Passage for review >>
Morphological and immunohistochemical evaluation of interface lesions between chronic lymphocytic thyroiditis and papillary thyroid cancers

Yıl 2022, Cilt: 5 Sayı: 2, 552 - 557, 15.03.2022

Pınar Celepli , İrem Bigat , Salih Celepli , Sema Hücümenoğlu

https://doi.org/10.32322/jhsm.1052732

Öz

Objective: To evaluate the expression of papillary thyroid carcinoma-associated tumor markers in reactive and dysplastic changes showing papillary thyroid carcinoma-like nuclear features in chronic lymphocytic thyroiditis cases.
Material and Method: In this study, we retrospectively analyzed 84 cases diagnosed with chronic lymphocytic thyroiditis based on the analysis of thyroidectomy specimens in our center over the last five years. We classified them as normal, reactive and dysplastic changes and performed an immunohistochemical analysis using HBME-1, Galectin-3, Cytokeratin 19, and Cyclin D1.

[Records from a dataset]

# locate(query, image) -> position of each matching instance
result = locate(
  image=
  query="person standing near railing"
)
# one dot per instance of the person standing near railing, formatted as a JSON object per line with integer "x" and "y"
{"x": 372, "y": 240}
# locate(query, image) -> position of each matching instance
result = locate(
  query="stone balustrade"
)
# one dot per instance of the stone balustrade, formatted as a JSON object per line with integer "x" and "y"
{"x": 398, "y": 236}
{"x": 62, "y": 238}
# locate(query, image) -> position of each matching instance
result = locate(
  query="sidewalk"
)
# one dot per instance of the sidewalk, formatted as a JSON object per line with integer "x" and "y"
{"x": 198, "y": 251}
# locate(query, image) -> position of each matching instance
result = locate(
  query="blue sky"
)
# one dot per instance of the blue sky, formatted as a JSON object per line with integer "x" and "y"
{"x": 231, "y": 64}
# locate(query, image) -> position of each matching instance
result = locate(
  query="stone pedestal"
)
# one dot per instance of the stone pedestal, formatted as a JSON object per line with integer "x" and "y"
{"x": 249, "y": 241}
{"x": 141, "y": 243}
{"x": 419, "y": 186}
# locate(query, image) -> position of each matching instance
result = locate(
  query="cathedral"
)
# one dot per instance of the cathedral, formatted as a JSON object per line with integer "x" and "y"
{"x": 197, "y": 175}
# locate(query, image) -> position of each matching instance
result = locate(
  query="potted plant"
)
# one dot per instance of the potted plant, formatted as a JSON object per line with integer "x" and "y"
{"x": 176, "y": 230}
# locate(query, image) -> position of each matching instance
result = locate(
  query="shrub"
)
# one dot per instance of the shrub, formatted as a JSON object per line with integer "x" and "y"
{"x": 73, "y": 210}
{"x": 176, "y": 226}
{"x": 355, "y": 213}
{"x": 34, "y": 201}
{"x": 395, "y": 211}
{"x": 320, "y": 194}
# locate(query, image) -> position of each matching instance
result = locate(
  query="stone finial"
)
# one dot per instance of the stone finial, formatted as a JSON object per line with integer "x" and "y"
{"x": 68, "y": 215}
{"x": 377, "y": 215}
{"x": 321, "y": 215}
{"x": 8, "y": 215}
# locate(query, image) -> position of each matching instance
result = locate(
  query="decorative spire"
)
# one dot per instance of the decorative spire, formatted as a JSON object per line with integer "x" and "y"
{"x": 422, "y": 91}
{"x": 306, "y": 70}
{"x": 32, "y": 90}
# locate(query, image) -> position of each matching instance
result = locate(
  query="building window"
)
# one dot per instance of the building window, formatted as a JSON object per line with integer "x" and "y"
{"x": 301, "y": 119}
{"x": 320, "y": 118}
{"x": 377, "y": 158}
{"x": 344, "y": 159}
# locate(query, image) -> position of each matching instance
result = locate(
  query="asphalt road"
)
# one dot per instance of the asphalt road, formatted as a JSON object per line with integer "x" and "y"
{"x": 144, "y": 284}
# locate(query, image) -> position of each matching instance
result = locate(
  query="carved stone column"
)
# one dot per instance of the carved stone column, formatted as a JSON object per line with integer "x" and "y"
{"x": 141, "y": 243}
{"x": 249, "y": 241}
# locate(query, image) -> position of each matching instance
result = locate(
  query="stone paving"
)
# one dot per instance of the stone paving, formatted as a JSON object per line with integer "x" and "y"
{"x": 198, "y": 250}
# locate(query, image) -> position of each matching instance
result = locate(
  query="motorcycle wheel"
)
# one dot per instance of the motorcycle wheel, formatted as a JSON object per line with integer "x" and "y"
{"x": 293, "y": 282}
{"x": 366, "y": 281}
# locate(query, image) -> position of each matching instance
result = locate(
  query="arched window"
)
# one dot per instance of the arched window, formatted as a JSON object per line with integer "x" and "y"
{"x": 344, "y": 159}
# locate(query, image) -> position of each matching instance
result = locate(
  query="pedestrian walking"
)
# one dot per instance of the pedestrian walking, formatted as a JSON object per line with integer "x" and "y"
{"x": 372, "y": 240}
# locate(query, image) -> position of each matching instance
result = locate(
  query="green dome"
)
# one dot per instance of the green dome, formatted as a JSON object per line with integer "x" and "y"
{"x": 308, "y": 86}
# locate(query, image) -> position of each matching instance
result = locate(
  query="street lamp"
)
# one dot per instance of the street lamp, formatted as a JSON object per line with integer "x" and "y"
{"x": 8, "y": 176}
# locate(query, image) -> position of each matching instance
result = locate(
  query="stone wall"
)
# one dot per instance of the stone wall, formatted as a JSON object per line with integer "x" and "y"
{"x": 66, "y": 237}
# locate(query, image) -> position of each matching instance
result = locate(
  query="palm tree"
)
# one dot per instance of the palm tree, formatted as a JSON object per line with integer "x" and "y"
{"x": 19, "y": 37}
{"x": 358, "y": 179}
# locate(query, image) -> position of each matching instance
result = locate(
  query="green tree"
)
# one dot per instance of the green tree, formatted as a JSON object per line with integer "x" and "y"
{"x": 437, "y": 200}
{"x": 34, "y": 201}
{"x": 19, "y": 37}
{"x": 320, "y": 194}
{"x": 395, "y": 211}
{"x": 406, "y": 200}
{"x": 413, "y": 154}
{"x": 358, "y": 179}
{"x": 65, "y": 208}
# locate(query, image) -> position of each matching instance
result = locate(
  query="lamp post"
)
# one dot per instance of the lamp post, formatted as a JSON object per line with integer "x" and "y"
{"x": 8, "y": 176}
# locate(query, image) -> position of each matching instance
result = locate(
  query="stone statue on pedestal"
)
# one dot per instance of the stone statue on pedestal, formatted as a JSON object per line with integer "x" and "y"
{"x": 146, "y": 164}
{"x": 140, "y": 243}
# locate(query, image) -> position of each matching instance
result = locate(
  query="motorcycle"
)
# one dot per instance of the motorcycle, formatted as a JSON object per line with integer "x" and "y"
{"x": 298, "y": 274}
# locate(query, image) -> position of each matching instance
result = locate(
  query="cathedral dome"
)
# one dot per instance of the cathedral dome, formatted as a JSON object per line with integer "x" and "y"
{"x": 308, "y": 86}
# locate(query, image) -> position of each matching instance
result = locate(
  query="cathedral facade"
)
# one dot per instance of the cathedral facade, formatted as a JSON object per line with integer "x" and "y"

Exercise >> Can you sum up the thyroid study abstract in two sentences?

Solution to this problem >> The study set out to evaluate the expression of papillary thyroid carcinoma-associated tumor markers in reactive and dysplastic changes that show papillary thyroid carcinoma-like nuclear features in chronic lymphocytic thyroiditis cases. The researchers retrospectively analyzed 84 cases diagnosed with chronic lymphocytic thyroiditis from thyroidectomy specimens over the last five years, classified them as normal, reactive and dysplastic changes, and performed immunohistochemical analysis using HBME-1, Galectin-3, Cytokeratin 19, and Cyclin D1.